Work to complete. All of the entries are to be printed exactly as they appear.

Exercise material.
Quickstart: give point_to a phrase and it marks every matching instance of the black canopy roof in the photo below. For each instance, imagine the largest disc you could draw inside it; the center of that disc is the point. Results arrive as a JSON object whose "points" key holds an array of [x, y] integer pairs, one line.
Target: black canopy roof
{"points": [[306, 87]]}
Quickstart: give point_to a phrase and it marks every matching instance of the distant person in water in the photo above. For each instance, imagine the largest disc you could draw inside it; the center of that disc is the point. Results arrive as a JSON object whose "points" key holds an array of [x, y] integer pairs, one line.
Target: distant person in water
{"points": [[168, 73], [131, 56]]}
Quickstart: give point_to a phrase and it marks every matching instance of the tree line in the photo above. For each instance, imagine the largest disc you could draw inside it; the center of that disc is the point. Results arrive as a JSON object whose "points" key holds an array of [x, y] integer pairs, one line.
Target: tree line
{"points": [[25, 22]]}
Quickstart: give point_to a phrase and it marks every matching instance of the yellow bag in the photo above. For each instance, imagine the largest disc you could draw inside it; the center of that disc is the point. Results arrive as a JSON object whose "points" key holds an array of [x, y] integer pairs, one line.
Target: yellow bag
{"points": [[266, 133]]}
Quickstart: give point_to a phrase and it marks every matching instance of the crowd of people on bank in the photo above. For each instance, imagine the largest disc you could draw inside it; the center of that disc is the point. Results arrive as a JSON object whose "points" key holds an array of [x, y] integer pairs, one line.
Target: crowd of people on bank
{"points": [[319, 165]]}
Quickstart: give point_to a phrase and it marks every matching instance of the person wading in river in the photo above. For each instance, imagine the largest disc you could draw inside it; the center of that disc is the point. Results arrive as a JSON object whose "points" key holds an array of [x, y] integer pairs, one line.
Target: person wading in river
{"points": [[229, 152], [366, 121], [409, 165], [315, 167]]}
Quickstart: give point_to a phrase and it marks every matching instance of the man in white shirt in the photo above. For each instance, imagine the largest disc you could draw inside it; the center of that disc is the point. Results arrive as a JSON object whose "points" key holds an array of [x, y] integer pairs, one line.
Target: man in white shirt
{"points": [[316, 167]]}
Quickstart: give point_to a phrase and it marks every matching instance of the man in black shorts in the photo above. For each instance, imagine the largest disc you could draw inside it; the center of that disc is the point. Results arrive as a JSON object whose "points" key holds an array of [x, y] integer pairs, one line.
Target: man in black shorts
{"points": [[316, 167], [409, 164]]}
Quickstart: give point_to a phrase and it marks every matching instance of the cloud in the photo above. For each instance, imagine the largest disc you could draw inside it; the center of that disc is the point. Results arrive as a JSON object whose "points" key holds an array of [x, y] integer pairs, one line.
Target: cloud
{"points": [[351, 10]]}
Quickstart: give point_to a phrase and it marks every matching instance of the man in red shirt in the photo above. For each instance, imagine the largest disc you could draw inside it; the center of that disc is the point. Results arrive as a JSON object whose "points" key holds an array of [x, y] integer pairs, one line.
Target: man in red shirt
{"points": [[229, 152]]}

Output for this task.
Quickstart: give point_to a phrase and it marks every matching instance of the black canopy roof in the photo below. For each instance, imagine the largest disc you could draw inside it; the center of that disc is the point. Results arrive as a JSON object whose "points" key holds an array of [x, y] integer pairs, one line.
Target: black canopy roof
{"points": [[306, 87]]}
Quickstart: give point_to a phrase and it marks every matching instance of the distant person in water in the photo above. For each instance, imagine the largest disc you could draw inside it; the center of that disc is the point. Results arrive as a JSON object whose "points" key holds an array of [x, y] integer pairs, one line.
Target: distant person in water
{"points": [[168, 73], [131, 56]]}
Quickstart: give point_to a phrase and it marks every matching instance of the tree line in the photo above. For each instance, imagine the largest disc you could draw inside it; the center of that disc is the point. Results arrive as a JSON object whose "points" key holds an array of [x, y] integer pairs, one line.
Target: tree line
{"points": [[25, 22]]}
Quickstart: give point_to a phrase and it marks every matching instance of the yellow bag in the photo above. For each instance, imagine the largest disc you could draw inside it; the center of that disc is the point. Results arrive as a JSON object whose "points" key holds an array of [x, y] integer pairs, one line.
Target: yellow bag
{"points": [[266, 133]]}
Quickstart: give point_to a phrase and it marks every matching instance of the crowd of people on bank in the photo above. For each instance, imagine the largest disc you could draw inside it; the center of that disc is the point. Results arrive as a JSON object whose "points" key holds an array of [x, y] integer pairs, one line.
Target: crowd of people on bank
{"points": [[319, 165]]}
Quickstart: give point_to a phrase and it marks every matching instance of the person wading in river in the photo above. For each instance, imagine the largest disc you could draw inside it; the center of that disc is the point. Results arrive as a JSON object whose "points" key holds an array of [x, y] integer pairs, one line.
Target: person wading in river
{"points": [[229, 152], [366, 121], [409, 165], [315, 167]]}
Quickstart: give point_to a phrase and it marks every matching instance of the man in white shirt in the photo above. For each instance, imagine the largest disc you could draw inside it; the center of that disc is the point. Results arrive as a JSON object whose "points" key holds an array of [x, y] integer pairs, one line.
Target: man in white shirt
{"points": [[316, 167]]}
Quickstart: give point_to a phrase and it marks every matching instance of the man in black shorts in the photo above. For each instance, imagine the largest disc you could draw inside it; the center of that disc is the point. Results arrive as a JSON object whose "points" key holds an array of [x, y] integer pairs, one line.
Target: man in black shorts
{"points": [[316, 167], [409, 164]]}
Quickstart: give point_to a phrase and it marks every matching instance of the cloud in the photo above. For each instance, imagine the largest disc you could draw inside it; the center of that disc is the point. Results arrive as a JSON object whose "points" key holds an array of [x, y] integer pairs, one line.
Target: cloud
{"points": [[351, 10]]}
Quickstart: give point_to a phrase and it marks every matching instance of the man in red shirt in the photo above. For each instance, imagine the largest disc you could draw inside it; the center of that disc is the point. Results arrive as a JSON object whose "points" key holds an array of [x, y] integer pairs, one line.
Target: man in red shirt
{"points": [[229, 152]]}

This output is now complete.